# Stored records
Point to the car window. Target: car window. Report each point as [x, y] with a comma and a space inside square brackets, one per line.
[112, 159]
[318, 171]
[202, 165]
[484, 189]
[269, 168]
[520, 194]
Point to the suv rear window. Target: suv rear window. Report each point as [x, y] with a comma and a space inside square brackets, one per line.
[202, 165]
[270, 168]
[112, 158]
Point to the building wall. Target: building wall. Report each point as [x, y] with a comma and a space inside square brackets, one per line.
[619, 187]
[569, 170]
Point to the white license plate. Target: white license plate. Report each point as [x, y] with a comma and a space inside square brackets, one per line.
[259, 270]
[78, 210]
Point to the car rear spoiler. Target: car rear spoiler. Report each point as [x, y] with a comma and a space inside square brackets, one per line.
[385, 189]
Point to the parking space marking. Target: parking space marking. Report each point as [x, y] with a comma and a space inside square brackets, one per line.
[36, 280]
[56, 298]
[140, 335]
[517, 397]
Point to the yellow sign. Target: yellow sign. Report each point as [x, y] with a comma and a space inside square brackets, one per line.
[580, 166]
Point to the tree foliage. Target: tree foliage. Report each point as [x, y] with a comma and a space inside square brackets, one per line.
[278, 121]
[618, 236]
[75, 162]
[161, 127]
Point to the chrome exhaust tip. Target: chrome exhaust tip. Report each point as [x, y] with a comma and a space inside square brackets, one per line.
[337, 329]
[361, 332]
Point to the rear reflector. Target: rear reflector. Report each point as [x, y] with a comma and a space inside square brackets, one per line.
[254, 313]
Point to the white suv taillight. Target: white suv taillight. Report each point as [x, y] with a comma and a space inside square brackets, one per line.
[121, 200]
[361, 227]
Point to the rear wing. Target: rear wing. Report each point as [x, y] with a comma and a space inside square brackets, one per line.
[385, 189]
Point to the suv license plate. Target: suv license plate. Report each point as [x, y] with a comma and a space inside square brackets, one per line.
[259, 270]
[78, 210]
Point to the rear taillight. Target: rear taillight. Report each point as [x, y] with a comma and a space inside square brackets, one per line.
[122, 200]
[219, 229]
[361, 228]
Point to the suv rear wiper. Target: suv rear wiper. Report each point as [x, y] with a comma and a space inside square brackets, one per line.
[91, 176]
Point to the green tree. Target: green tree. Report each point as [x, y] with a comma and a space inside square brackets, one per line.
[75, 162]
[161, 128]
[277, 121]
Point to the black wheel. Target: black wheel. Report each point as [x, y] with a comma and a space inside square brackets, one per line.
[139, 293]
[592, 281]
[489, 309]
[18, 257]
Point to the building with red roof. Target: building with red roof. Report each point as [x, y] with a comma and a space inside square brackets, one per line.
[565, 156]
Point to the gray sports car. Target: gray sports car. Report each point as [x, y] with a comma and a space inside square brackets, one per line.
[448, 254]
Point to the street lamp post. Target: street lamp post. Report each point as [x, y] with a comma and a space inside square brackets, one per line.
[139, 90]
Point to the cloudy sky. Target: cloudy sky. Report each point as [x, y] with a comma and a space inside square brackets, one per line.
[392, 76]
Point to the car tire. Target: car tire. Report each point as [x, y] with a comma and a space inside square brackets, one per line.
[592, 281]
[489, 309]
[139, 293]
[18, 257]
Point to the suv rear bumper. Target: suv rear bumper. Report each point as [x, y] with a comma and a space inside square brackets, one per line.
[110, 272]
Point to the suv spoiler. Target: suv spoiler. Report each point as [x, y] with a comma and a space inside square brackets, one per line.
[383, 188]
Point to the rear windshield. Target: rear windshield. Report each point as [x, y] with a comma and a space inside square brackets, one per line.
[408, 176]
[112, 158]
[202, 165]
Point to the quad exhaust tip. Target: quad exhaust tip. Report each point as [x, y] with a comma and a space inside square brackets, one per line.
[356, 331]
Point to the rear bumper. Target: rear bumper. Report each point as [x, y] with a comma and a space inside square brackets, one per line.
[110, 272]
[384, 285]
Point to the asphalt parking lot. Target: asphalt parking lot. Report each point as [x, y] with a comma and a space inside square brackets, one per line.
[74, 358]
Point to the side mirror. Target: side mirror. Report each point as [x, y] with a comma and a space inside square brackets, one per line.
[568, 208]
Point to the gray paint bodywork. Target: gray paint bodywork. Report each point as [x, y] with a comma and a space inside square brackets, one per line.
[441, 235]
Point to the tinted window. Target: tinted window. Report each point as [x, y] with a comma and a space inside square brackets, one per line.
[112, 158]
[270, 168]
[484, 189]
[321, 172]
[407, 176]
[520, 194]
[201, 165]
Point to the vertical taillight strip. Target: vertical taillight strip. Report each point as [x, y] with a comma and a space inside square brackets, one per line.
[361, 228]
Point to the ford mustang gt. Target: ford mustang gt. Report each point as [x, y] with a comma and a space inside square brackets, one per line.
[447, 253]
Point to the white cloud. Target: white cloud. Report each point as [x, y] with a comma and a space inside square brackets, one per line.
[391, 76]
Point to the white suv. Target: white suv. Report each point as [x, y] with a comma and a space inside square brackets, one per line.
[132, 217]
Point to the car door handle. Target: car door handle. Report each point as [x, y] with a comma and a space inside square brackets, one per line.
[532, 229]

---

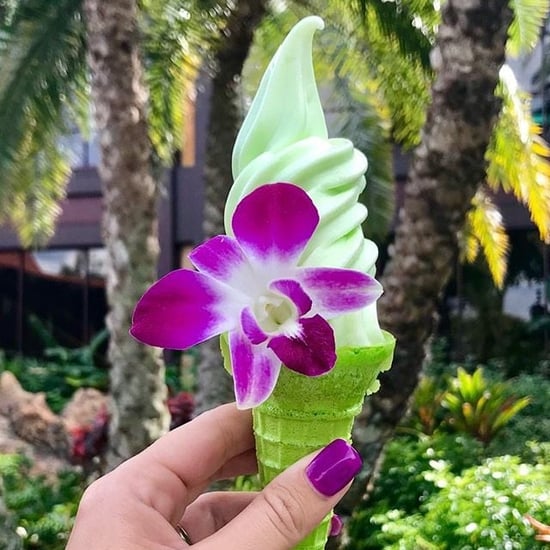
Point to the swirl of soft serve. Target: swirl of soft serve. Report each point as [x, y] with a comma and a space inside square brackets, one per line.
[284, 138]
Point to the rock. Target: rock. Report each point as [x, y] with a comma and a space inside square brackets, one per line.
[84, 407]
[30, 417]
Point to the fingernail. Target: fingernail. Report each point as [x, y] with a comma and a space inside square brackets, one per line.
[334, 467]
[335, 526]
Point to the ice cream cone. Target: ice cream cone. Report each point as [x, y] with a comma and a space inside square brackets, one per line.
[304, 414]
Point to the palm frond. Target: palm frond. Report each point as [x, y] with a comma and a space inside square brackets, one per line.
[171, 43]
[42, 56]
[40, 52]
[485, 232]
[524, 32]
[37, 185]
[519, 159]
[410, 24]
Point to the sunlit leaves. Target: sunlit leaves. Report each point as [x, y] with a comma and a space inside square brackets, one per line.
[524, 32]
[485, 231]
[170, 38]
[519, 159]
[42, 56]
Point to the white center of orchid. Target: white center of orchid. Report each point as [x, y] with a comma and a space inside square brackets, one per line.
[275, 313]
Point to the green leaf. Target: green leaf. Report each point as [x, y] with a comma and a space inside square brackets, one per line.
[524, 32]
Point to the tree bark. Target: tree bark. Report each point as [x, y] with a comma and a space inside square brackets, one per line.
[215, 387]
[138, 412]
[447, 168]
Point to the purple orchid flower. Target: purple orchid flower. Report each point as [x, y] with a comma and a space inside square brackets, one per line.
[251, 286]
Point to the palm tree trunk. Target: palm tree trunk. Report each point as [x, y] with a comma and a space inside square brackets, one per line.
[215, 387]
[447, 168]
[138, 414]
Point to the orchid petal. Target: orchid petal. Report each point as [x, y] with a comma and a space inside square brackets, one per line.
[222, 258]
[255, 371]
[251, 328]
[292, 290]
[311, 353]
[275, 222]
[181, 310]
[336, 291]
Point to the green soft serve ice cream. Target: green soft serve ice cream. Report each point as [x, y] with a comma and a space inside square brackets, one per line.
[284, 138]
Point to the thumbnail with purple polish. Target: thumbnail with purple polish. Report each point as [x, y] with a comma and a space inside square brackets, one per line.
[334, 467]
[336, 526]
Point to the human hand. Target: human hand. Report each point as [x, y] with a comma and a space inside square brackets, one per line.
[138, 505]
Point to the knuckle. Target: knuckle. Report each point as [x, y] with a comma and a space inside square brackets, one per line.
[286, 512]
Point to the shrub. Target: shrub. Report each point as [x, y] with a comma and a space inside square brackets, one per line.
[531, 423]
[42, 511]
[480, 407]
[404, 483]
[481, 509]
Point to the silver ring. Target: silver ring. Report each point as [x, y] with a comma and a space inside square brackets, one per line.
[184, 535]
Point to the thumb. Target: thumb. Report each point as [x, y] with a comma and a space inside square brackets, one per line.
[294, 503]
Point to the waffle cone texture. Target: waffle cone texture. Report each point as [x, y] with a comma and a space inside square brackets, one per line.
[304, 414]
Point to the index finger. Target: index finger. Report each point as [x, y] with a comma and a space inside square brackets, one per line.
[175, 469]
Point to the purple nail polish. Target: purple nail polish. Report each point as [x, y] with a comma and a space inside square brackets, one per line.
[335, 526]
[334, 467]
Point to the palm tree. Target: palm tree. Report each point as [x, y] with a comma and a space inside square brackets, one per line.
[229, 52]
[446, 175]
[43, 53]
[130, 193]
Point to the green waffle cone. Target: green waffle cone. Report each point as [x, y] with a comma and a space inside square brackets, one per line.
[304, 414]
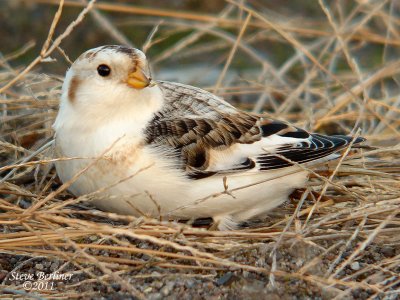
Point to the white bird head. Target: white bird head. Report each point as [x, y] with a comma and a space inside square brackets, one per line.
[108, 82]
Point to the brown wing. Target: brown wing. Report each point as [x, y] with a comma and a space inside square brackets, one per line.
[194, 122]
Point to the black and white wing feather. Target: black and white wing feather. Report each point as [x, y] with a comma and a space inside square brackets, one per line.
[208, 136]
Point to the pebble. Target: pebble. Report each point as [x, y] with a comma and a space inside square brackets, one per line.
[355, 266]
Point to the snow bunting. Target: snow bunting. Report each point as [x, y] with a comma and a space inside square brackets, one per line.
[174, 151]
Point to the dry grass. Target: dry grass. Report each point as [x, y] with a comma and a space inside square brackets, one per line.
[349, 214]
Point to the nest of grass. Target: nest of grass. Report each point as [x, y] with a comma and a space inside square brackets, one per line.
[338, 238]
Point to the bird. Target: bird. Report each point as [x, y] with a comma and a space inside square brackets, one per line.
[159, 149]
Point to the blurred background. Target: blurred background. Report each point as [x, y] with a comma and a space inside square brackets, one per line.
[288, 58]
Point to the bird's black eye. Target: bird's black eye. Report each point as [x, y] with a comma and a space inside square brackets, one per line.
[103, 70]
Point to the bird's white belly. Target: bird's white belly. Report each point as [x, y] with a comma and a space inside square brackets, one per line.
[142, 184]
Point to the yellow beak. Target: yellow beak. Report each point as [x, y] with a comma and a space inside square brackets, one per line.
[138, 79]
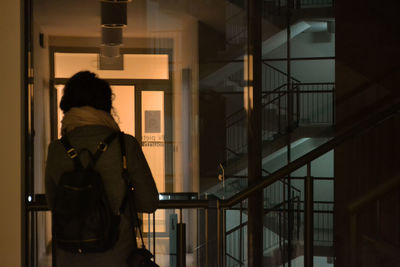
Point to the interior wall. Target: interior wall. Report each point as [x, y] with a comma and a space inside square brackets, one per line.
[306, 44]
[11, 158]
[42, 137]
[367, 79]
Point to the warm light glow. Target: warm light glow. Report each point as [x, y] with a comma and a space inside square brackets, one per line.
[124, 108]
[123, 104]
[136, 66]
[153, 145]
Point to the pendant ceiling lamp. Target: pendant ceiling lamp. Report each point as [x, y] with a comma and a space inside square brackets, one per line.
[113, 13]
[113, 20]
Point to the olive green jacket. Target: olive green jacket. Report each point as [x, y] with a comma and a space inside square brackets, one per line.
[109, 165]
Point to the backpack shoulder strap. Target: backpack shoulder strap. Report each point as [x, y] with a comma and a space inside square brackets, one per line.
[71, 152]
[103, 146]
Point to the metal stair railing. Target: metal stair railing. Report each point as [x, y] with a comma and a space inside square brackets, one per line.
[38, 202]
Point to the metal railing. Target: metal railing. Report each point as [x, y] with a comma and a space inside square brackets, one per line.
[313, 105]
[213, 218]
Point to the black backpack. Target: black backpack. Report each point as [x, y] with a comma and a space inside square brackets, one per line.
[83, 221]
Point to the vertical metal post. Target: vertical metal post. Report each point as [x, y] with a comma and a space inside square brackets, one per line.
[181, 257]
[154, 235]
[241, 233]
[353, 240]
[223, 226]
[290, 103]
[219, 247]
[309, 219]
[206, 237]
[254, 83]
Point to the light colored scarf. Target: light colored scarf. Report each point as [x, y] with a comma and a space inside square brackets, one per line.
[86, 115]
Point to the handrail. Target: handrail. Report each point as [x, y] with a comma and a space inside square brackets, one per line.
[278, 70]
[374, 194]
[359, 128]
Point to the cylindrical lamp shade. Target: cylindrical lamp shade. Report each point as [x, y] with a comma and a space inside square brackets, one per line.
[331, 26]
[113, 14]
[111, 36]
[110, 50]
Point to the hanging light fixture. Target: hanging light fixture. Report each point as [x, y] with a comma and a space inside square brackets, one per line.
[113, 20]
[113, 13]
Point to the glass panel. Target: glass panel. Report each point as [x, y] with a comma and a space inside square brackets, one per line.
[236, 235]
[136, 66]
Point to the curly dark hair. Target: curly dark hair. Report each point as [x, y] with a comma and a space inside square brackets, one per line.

==

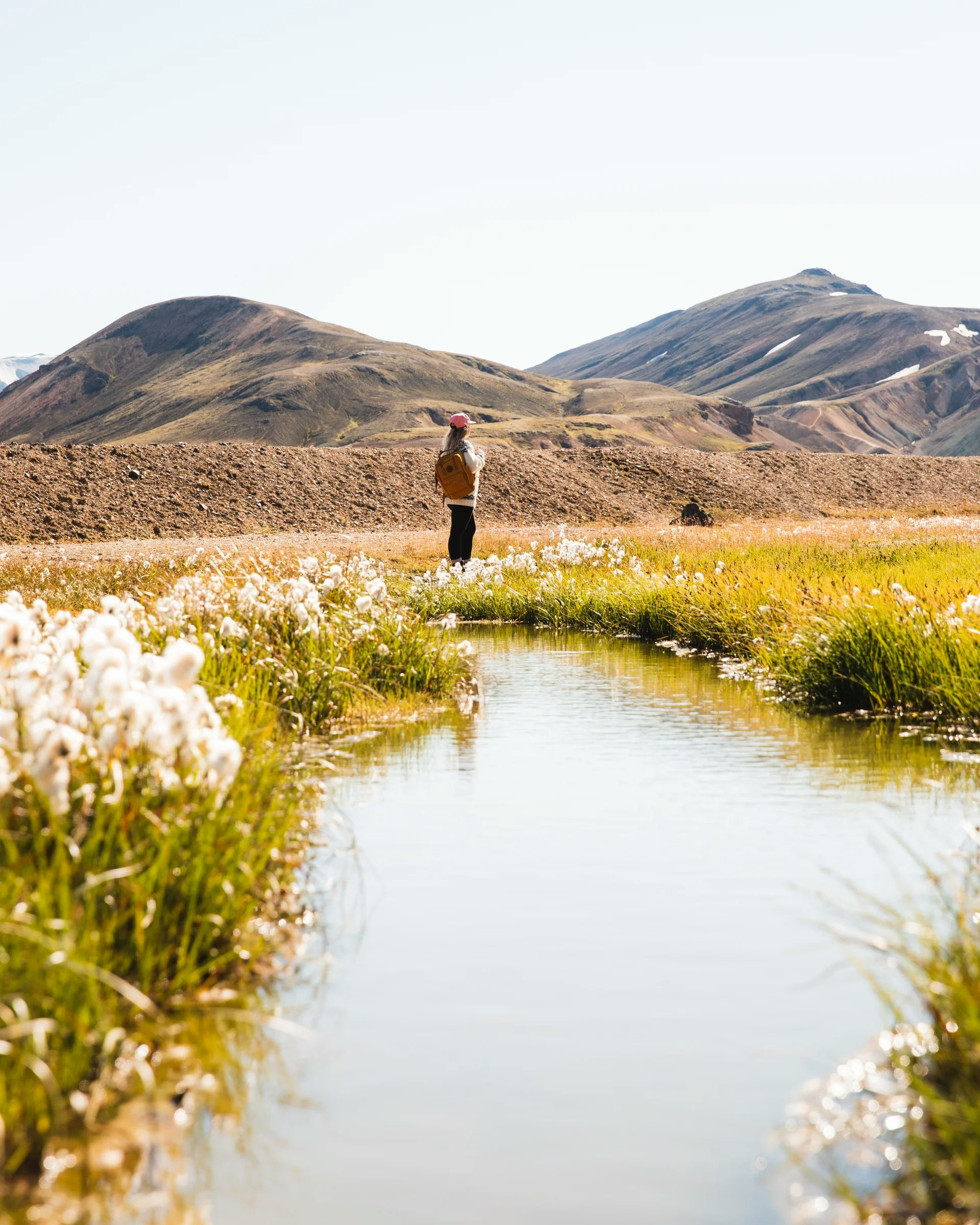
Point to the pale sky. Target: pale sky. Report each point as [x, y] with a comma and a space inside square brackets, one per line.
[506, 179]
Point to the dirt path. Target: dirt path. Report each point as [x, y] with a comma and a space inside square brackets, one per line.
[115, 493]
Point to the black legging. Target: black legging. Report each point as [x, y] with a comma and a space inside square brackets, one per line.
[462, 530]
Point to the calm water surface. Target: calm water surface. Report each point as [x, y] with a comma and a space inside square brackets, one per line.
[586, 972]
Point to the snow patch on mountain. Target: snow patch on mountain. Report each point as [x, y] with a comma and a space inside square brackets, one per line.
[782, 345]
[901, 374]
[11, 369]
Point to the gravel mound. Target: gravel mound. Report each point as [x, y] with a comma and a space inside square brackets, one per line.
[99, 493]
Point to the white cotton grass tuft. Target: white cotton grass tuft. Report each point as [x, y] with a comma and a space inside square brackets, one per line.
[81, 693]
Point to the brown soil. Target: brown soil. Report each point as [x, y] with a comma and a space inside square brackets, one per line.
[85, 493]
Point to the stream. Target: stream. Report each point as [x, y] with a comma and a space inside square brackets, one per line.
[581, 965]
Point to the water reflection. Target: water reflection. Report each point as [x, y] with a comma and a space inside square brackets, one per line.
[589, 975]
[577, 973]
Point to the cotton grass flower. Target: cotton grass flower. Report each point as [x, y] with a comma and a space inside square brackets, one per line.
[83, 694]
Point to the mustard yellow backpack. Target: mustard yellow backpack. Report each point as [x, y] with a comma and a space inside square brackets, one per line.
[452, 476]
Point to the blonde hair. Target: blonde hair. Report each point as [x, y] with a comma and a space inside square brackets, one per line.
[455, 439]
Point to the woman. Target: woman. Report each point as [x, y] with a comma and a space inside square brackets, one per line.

# Work required
Return each line of the material above that contains the string "license". Case counts.

# The answer
Point to the white license plate. Target: white license plate. Report each point as [x, y] with a comma and a space inside square brackets, one per line.
Point to the suv license plate. Target: suv license plate. Report each point as [x, y] with a comma and a space inside square brackets, one per line.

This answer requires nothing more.